=== Görev ===
Aşağıdaki 1997 insan hakları raporu önsözüne göre demokratikleşme ve insan hakları neden gündemde kaldı? Önsözün gösterdiği nedeni bir iki cümleyle açıklayın.

=== Gösterilen metin ===
○ ○ ○ ○ ○

MENÜ
ANA SAYFA
x

1997 – Yıllık İnsan Hakları Raporu

Raporu görüntülemek için lütfen tıklayın…

ÖNSÖZ

Ülkemizin yazgısının tüm yurttaş kesimlerince ve hep birlikte belirlenmesi doğrultusunda geliştirilmesi gerektiğini düşündüğümüz temsili demokrasi, ülkemiz insanlarının haberdar olmadığı “ulusal çıkarlar” adına, Milli Güvenlik Kurulunun takdirine bırakıldı. Bugün ülkemizin yazgısı, MGK tarafından belirlenmektedir. Bu açıdan 1997 yılı, 12 Eylül askeri cuntası tarafından oluşturulan düzenin giderek daha çok pekiştiği bir yıl oldu.
12 Eylül’den beri kesintisiz müdahale dönemine giren ülkemiz, 28 Şubat müdahalesiyle MGK’nin, tüm hükümet meselelerinde son söze sahip olduğunu daha açık bir şekilde gördü. “Milli Güvenlik Siyaset Belgesi”, mevcut anayasal yapıyı bile ihlal eden bir tarzda hazırlandı ve yürürlüğe girdi.
Böyle bir ortamda, gündemde baş sırayı “şeriatçı-laik” kutuplaşması işgal ederken, sosyal adaletsizlik daha da pekişti. Temel insan hakları arasında bulunan eğitim ve sağlık başta olmak üzere tüm kamusal alan, piyasanın vahşi etkisine terk edildi. Yalnızca yaşam hakkı ihlalleri konusunda değil, piyasanın işleyişi konusunda da ipuçları veren ve Susurluk kazasıyla gün ışığına çıkmaya başlayan “çete” ilişkileri ise, örtbas edilmeye çalışıldı.
Hükümetin başarısızlıkları, dış “güçlere” ve ülke içi muhalefete fatura edildi. Ülkemizde her gün yaşanan işkenceye tepki göstermeyen, işkencecilere gereken cezayı vermeyenler, ülkemizin “işkence yapılan bir ülke” olduğunu, hepimizin bildiği bir şeyi söyleyenlere tepki gösterdiler. Demokratikleşme ve insan hakları, ülkemiz insanlarının bir talebi olduğu halde, yalnızca ABD ve Avrupa sözünü ettiği için gündemde kaldı; bir dış politika sorunu olarak görüldü. Dış politikada ise hem hükümetler hem de muhatapları, insan haklarını başka çıkarlara araç olarak kullandılar. Bu arada hükümetler, ülkemiz insanlarının demokratikleşme ve insan hakları taleplerine kulak tıkamakla kalmadılar; bu talepleri getirenleri şiddetle cezalandırdılar.

○ ○ ○ ○ ○

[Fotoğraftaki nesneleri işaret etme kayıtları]
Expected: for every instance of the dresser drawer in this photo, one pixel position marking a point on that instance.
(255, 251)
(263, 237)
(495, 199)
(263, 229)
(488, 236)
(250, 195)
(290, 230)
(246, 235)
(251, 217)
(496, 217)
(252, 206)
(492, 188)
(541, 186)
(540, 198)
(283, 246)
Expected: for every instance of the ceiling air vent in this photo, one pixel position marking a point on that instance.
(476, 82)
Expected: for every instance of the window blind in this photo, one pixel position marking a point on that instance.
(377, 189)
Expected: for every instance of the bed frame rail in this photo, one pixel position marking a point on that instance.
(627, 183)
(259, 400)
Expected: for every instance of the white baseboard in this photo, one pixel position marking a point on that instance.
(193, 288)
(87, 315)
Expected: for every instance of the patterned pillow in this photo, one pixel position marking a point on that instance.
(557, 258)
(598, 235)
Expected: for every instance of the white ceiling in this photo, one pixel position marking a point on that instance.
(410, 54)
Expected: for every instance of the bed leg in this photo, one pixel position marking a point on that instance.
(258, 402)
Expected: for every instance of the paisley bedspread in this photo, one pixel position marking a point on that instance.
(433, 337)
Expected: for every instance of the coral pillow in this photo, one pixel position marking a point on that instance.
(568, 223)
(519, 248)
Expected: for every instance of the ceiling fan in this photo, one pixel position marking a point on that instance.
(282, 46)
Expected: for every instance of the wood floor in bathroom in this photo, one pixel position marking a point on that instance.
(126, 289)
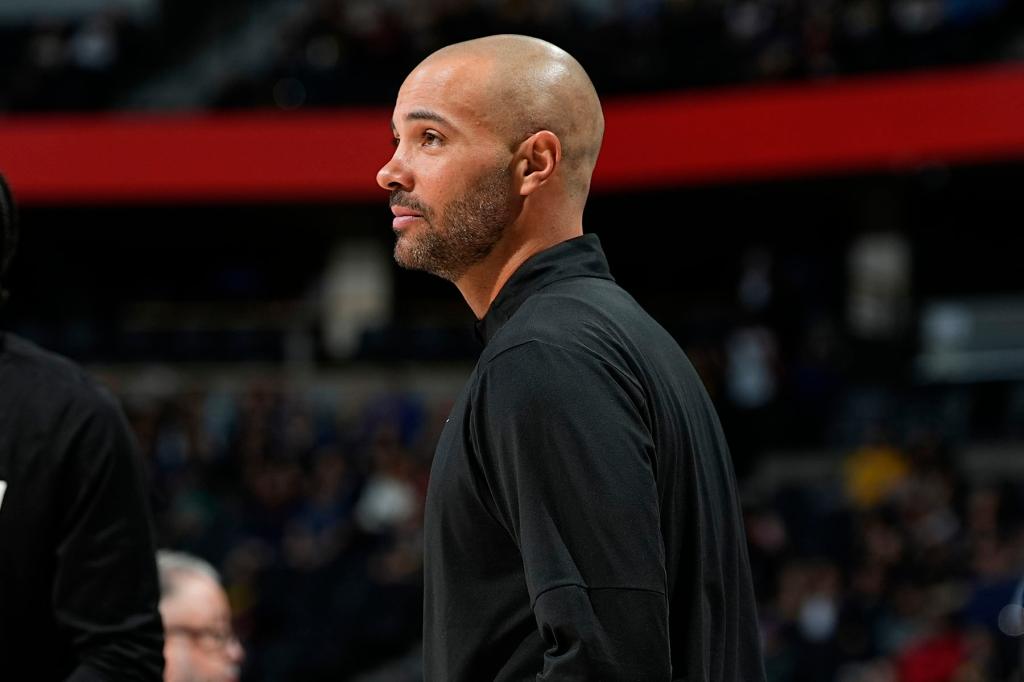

○ ○ ○ ○ ○

=== Sonuç ===
Önsöze göre demokratikleşme ve insan hakları, ülke insanlarının talebi olduğu halde, yalnızca ABD ve Avrupa bunlardan söz ettiği için gündemde kaldı. Bu yüzden de bir dış politika sorunu olarak görüldü.